Challenge: Which lines in the records below contain the word "water"? Report each of them in full, and treat uppercase and lowercase letters as distinct.

* begin Data entries *

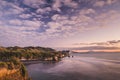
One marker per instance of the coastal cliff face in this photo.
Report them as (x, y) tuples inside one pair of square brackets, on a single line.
[(14, 74), (11, 67), (13, 70)]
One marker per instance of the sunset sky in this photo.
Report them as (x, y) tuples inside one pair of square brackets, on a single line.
[(60, 23)]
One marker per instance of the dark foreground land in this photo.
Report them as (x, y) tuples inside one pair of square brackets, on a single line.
[(79, 67), (12, 60)]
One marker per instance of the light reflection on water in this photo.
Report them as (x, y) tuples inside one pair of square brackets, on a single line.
[(80, 67)]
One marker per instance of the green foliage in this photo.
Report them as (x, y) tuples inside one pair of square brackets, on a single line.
[(23, 70), (3, 65), (28, 53)]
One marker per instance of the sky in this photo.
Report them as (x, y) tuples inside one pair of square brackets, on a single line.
[(60, 23)]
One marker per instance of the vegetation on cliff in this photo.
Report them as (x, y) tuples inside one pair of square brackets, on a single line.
[(11, 67)]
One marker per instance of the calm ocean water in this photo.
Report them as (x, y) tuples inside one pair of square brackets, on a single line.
[(93, 66)]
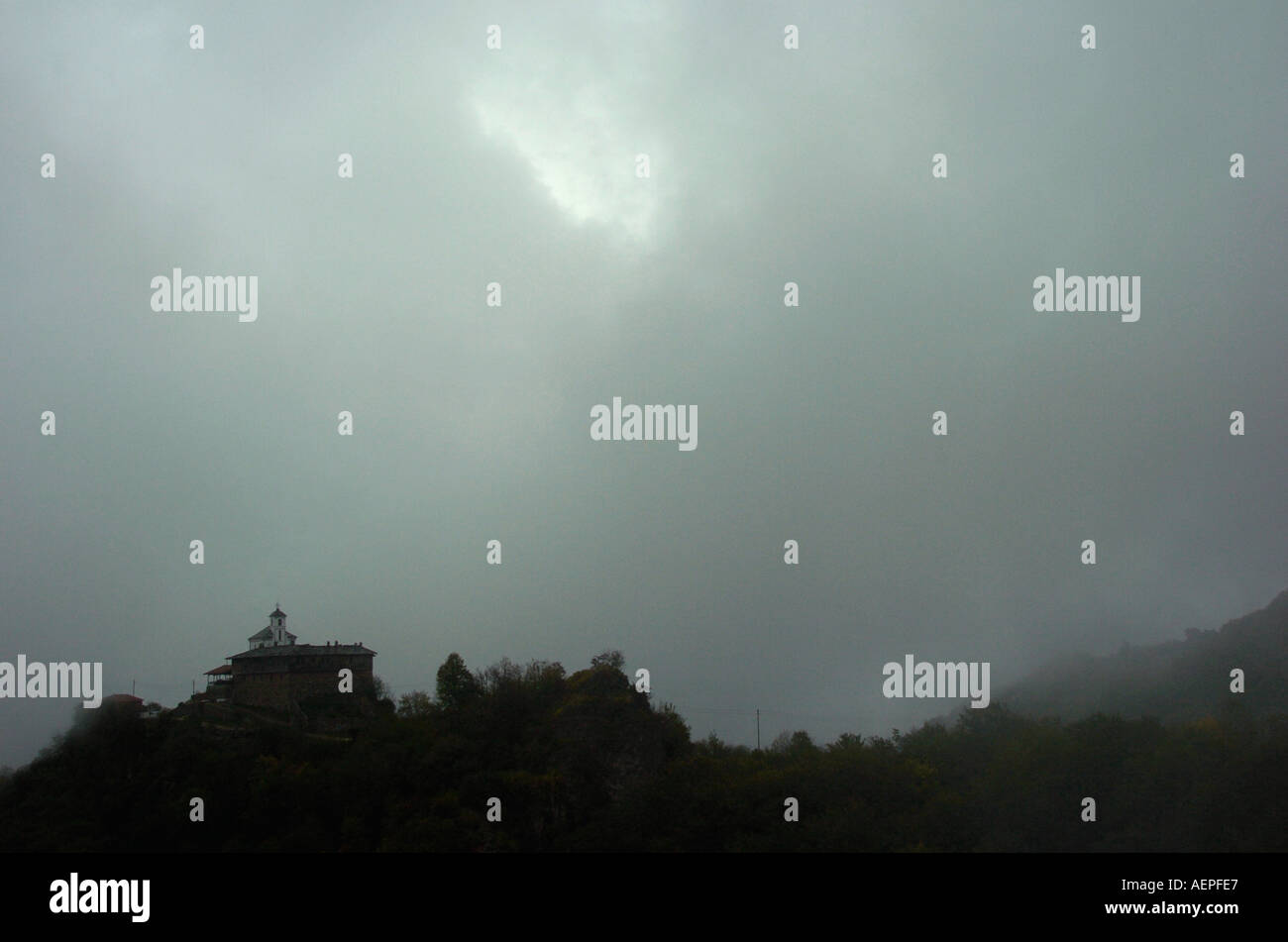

* end Data entries *

Response to the exercise:
One marker per instance of the light reflection on water in this photo.
One marker per instance of the calm ocean water in this photo.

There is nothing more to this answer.